**Exercise description**
Rewrite the stretch from the line containing "Whereabouts in this frame is the ski?" through the line containing "top-left (165, 72), bottom-right (183, 87)", renaming "Express the location as" as "Give the location as" and leaving all else unchanged. Output only those lines.

[Bounding box data excerpts]

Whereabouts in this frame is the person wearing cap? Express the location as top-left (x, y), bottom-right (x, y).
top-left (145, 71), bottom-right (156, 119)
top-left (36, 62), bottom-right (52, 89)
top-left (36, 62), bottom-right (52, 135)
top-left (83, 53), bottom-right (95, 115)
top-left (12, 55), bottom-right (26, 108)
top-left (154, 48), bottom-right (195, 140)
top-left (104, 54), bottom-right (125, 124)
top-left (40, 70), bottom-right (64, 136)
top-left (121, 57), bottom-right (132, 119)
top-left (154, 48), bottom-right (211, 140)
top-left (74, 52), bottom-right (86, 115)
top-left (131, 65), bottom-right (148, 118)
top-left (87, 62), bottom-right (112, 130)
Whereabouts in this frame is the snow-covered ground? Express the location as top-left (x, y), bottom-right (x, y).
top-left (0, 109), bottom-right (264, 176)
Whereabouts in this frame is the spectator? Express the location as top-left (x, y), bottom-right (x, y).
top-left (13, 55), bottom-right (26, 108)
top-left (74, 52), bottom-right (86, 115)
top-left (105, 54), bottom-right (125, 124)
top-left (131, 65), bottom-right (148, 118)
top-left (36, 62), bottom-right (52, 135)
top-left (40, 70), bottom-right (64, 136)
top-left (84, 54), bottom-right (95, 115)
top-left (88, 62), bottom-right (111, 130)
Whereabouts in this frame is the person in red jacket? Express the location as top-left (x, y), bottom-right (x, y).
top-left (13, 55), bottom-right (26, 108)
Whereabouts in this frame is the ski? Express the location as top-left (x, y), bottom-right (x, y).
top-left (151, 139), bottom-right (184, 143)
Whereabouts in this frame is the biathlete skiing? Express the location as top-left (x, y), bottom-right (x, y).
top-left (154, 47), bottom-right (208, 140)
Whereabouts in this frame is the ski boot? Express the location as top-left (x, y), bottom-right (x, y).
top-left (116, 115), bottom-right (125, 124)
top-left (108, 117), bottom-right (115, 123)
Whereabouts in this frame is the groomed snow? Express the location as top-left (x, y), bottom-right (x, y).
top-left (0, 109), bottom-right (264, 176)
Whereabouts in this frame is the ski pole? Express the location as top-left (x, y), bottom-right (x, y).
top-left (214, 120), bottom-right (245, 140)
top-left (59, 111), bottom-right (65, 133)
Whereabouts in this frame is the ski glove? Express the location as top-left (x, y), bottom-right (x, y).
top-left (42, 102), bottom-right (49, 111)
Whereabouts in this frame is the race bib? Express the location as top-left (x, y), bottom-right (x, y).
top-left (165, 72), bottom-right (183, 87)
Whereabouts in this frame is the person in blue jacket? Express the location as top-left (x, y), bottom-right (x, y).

**Full answer**
Whereabouts in this frame is the ski? Give the location as top-left (x, y), bottom-right (x, y).
top-left (151, 139), bottom-right (184, 143)
Whereabouts in this frame is the biathlete skiing? Give the location as top-left (x, y), bottom-right (x, y).
top-left (154, 47), bottom-right (208, 140)
Whereabouts in this frame is the ski boot? Give the location as top-left (x, y), bottom-right (x, y).
top-left (116, 115), bottom-right (125, 124)
top-left (108, 117), bottom-right (115, 123)
Whereabouts in this frame is the groomed snow? Give the location as top-left (x, y), bottom-right (x, y).
top-left (0, 109), bottom-right (264, 176)
Whereabouts in this frame is the ski pole? Give the location as top-left (x, y), bottom-right (x, y).
top-left (214, 120), bottom-right (245, 140)
top-left (59, 111), bottom-right (65, 133)
Whereabouts in this frame is the ski glove? Give the location as top-left (x, y), bottom-right (x, y).
top-left (42, 102), bottom-right (49, 111)
Whereabouts in this frame is the race bib? Give the location as top-left (x, y), bottom-right (x, y).
top-left (165, 72), bottom-right (183, 87)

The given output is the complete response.